## EXERCISE INPUTS
-=-=-=-=-
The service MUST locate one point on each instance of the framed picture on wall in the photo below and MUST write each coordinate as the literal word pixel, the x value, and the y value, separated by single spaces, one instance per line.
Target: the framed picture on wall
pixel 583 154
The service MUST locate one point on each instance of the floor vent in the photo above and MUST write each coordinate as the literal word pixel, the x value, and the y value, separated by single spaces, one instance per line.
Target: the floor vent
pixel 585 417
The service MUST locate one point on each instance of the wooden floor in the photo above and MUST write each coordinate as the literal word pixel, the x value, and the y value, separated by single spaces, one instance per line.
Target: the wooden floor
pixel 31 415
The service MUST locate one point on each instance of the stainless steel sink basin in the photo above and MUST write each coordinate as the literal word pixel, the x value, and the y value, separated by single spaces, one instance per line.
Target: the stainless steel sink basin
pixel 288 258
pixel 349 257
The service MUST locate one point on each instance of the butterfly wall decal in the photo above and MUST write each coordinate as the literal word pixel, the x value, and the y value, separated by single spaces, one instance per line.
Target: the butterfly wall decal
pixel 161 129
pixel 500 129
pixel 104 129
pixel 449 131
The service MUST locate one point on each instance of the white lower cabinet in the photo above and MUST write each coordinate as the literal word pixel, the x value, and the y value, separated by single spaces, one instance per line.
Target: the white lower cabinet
-=-=-=-=-
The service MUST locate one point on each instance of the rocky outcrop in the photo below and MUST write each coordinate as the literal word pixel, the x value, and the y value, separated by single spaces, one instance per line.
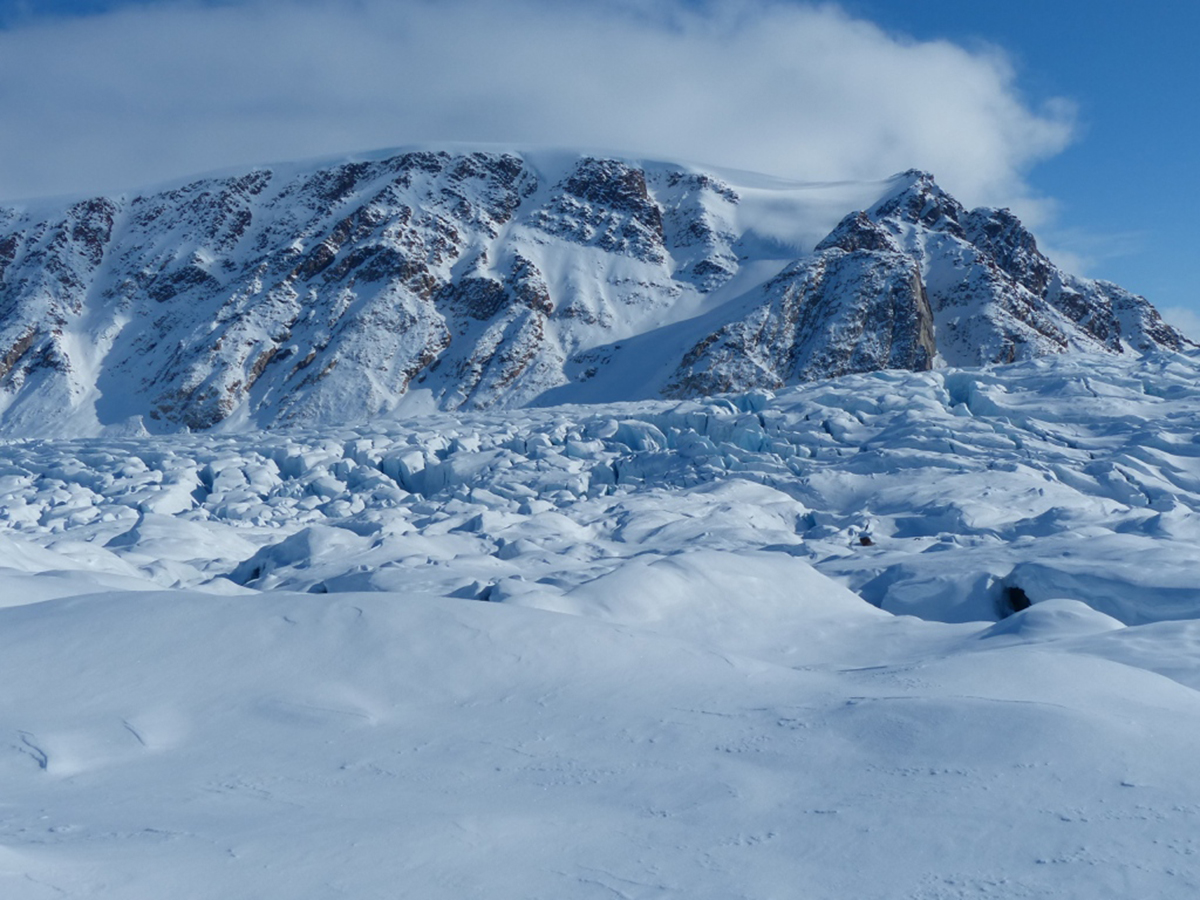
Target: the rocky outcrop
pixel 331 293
-=-=-=-=-
## WORK INSTRUCTIONS
Your answer should reproduce each line of the listing that holds the word "below".

## FINAL ANSWER
The service MUST locate one point on each instance of the framed picture on wall in the photo below and MUST write each coordinate as the literal word pixel, the x value, and the y value, separated by single spaces, one instance per line.
The service MUST locate one point on each instance of the rocky outcrop in the photo below and MUST write each coordinate as the literal word pixel, the x value, and the y value, separated by single spaces, one instance per line.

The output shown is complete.